Do this: Present every line of the rows below as a Markdown table with the columns No. and Line, giving each line a number. Skip blank lines and leave out the pictures.

☆ ☆ ☆ ☆ ☆

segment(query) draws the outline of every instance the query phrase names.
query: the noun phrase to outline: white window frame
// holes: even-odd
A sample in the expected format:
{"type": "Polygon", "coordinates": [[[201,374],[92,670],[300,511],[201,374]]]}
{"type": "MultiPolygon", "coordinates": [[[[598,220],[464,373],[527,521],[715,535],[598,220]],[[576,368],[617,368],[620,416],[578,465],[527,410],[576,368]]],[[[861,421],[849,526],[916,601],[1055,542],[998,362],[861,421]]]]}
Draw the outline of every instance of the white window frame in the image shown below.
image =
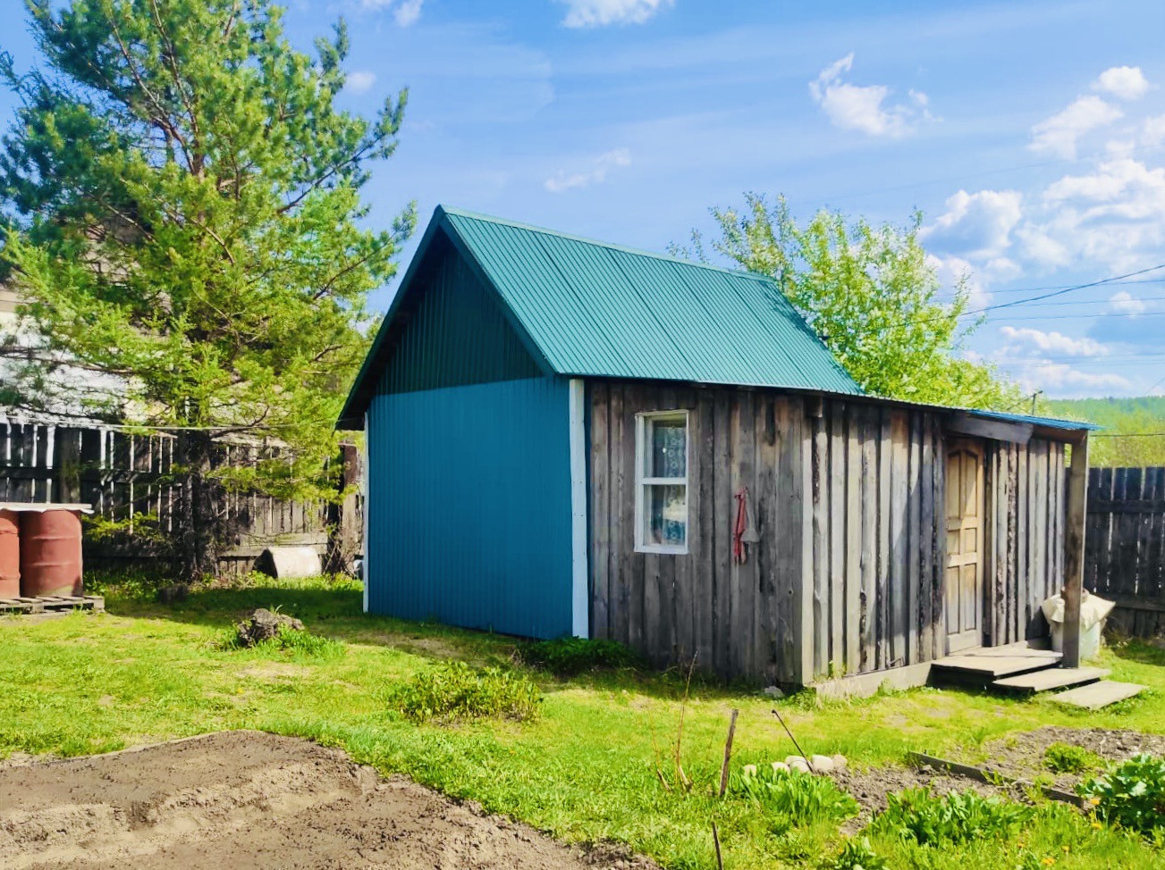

☆ ☆ ☆ ☆ ☆

Task response:
| No. | Line |
|---|---|
| 1 | segment(query) draws the outline of every instance the query phrase names. |
| 2 | query: the noun phrase to outline: white window frame |
| 3 | // holes: even-odd |
| 4 | A sample in the expected format: |
| 5 | {"type": "Polygon", "coordinates": [[[201,374],[92,670],[300,511],[201,374]]]} |
| 6 | {"type": "MultiPolygon", "coordinates": [[[[598,220],[464,373],[527,521],[715,535],[598,220]],[[576,368],[617,368],[620,416],[578,465],[527,410],[576,368]]],[[[861,421],[849,526],[916,601],[1055,542],[998,362],[861,421]]]]} |
| 7 | Draw the outline of every instance of the white window frame in the image shown below. |
| 8 | image = |